== OBJECTIVE ==
Rewrite all of the records below, replacing "Place a pin on each instance" with "Mark every occurrence with a pin" and leaving everything else unchanged. Omit the pictures from your output.

[Location identification entries]

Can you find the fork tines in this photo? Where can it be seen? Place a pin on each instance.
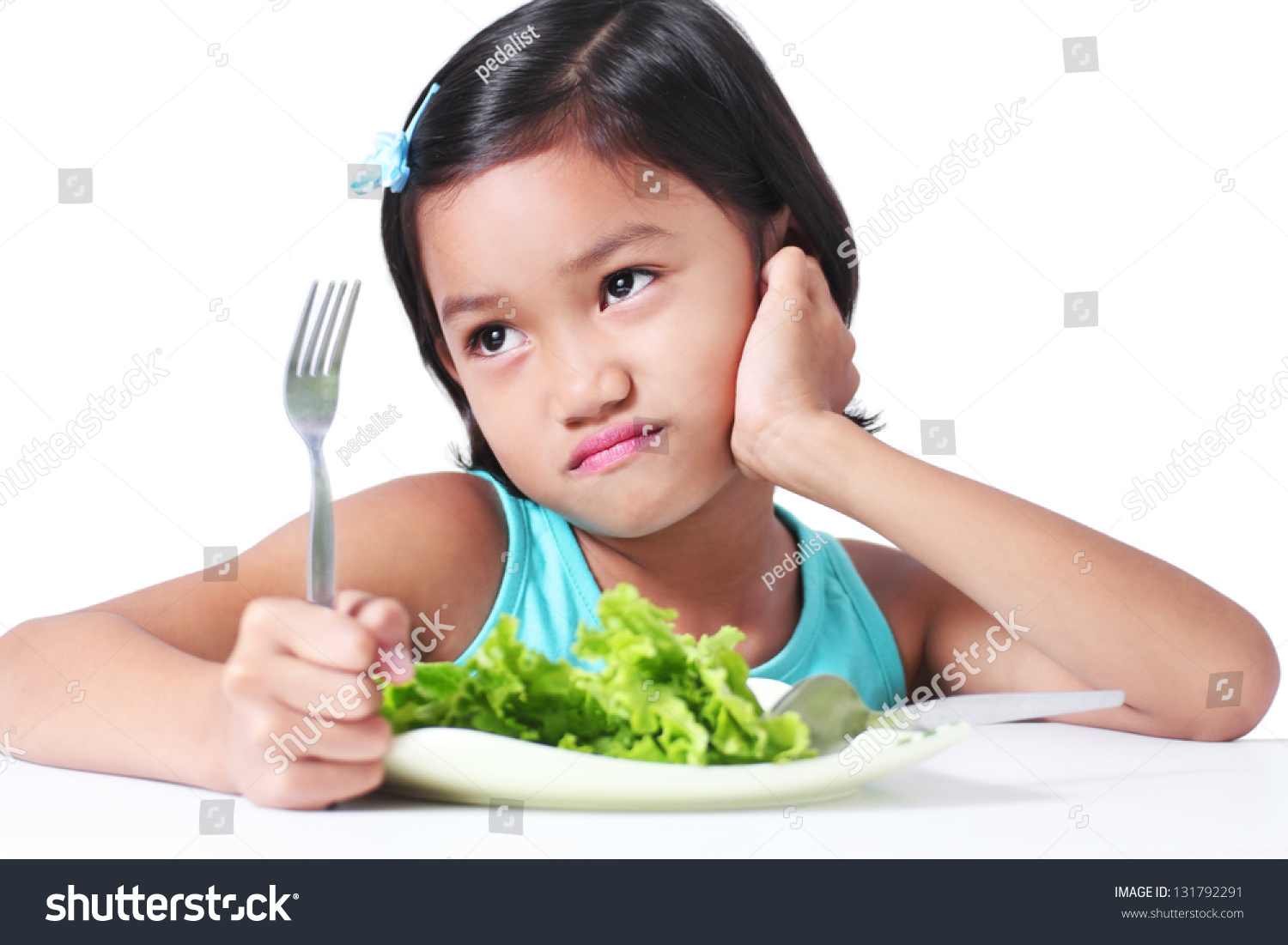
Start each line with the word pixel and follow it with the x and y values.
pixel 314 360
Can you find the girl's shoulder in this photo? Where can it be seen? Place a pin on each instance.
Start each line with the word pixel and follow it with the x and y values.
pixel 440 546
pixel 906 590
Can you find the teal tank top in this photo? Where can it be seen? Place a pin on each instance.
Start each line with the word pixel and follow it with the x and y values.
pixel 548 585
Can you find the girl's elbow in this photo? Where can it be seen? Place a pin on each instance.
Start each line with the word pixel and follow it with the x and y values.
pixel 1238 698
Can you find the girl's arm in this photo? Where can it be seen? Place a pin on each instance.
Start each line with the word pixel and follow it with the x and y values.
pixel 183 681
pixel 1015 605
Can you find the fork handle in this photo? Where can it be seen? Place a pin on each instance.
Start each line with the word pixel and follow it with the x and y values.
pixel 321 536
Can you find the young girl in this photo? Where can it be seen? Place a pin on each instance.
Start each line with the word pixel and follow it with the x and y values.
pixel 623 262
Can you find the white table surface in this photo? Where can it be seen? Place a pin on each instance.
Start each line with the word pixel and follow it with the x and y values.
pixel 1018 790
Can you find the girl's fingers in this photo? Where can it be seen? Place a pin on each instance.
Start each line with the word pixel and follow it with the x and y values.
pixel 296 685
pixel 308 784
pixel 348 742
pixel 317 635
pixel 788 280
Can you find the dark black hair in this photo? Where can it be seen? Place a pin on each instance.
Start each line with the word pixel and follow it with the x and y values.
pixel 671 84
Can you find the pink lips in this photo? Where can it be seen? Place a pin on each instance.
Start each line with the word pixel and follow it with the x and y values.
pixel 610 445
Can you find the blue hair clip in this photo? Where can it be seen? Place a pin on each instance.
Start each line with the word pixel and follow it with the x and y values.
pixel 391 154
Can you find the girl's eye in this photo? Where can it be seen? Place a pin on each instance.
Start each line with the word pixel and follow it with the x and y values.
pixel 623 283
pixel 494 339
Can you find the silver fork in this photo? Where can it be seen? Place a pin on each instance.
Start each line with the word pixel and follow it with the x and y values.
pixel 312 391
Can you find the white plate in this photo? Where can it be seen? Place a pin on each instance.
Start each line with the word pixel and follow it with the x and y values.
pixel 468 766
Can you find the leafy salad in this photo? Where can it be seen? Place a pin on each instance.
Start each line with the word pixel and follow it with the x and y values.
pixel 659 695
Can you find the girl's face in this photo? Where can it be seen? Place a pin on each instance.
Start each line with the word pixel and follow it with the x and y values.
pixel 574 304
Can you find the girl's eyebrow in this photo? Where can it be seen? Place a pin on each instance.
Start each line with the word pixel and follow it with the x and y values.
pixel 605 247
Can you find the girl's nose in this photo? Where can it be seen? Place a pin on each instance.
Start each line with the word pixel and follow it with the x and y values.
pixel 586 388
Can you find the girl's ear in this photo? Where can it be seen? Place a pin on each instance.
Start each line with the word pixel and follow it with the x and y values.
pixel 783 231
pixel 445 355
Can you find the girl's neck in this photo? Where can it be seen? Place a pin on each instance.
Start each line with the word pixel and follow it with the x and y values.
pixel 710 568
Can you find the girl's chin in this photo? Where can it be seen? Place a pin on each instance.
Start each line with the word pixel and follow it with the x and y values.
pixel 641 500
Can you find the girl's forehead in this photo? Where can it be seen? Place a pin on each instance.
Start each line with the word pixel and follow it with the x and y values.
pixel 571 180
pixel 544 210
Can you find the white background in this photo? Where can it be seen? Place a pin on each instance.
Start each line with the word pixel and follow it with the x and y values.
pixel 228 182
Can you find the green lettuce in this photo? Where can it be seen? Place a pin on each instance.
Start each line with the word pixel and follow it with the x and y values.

== EXERCISE ANSWER ==
Can you find the fork tines in this photo? Where can it be seen? Mark every occurrence with a pin.
Start each line with the word pixel and follow it with the x and y values.
pixel 314 360
Can you find the girl's shoulder in this photo? Where can it be seen? Mark every occurrence with a pin.
Start each line with the word pixel and follow it with the x and y values.
pixel 440 546
pixel 906 590
Can you find the teal tank top in this photo? Where can it be seen? Mark every occurrence with a pin.
Start each line with the word pixel and follow it with the x and y values.
pixel 548 585
Can you find the girl's elbow in this photo? Where can it be seen? Mark every occurrence with a pin.
Start each line with the word pixel and follow it with the x and y values.
pixel 1238 698
Can you find the girl's arm in this photo? Where can it be seen? Mark every occurrence with a pin.
Start each line with the word pixel and follow it with the x and y values.
pixel 183 681
pixel 1015 605
Can you find the fork handle in this photo? Where can it be seen? Mark every occurrence with a pin.
Start each line with the word pixel and follow it with the x and y values.
pixel 321 536
Can you find the young girl in this photo? Where can it be seen? Mark every occurrence with a pin.
Start each line with the word pixel and follow it with the x and y values.
pixel 623 262
Can you find the white table surface in this photo? Where can it be seen? Mark every occurrence with a pin.
Start each line with the word pixel and follow it with the x and y values.
pixel 1018 790
Can you find the girl's fingers in this photo? Where can it be seen? Mark every occurrence with a pin.
Start each line with the word pixel and follow it with the x and y values.
pixel 296 685
pixel 308 784
pixel 348 742
pixel 317 635
pixel 788 280
Can you find the dark black hair in this photo? Where can it be seen? Mark every occurrence with a pin.
Start each line with the word pixel and follow it with the x and y values.
pixel 671 84
Can you find the pink lips in this photo? Where can it be seen? Mark every occurrence with a pin.
Start each line with the word pixel and follow it with the x and y values.
pixel 610 445
Can you find the blue hair clip in this photo? Where can it be seen? Mark every occurrence with a pin.
Start each line with the word pixel and follow it with the x and y values.
pixel 391 154
Can you find the girl's eye in this photo? Where can it be seen? Mark every occurrence with a pin.
Start each line with the word pixel and follow it with the x and y values.
pixel 623 283
pixel 494 339
Can you find the silver fork in this photo? Where can it be seen? Mark every occurrence with a pin.
Start each line with the word pixel and follow it with the x and y values.
pixel 312 391
Can you find the white plate in this photo? Where can it be seen? Mark every occurrence with a pin.
Start each line with the word pixel and follow it with the x and y values.
pixel 468 766
Can you find the leafy salad in this photo? Where can it be seen? Mark every occurrence with a pin.
Start each line with the word pixel and follow it with the x and y values.
pixel 659 695
Can you find the girl's face in this photo? Where can it be seen? Mark every occurrence with a pin.
Start each line with the word pixel and follow it with the x and y values.
pixel 574 304
Can you find the girl's eyebrow in this photo? Where can it be seen? Mark every occurrence with a pin.
Start each line with the word pixel and follow it with the x and y values.
pixel 605 247
Can you find the girl's nose in this photo? Where can it be seen? Mark every occurrence with a pin.
Start each line with the word pixel and follow it with the x and y values.
pixel 586 388
Can you find the girl's ear in this photo? Where can it be seen? Mark every occurrence with a pin.
Start each line with the word pixel and follow it with the x and y values.
pixel 783 231
pixel 445 355
Can you find the girl's neck in this photo? Where can it be seen? Mark every occurrence with a pin.
Start each line with the word pixel and follow it with the x and y values.
pixel 710 568
Can you find the girl's chin in this photo? Where can it be seen? Mark every occurrence with a pin.
Start each line with the word pixel and follow it with the x and y values.
pixel 641 500
Can you find the girl's forehead in this photo? Where can it be seen? Mark every occurrence with a pin.
Start each line with the word pixel and follow it with the x and y values.
pixel 571 180
pixel 544 210
Can you find the white background in this photo? Where can it be seen? Mark every occurrence with a pin.
Start each line with the word pixel and follow it with the x and y values.
pixel 228 182
Can you find the green lettuce in this photo? Where can it be seen? Mark every occurrence with a pin.
Start each line with the word pixel and follow it with the x and y values.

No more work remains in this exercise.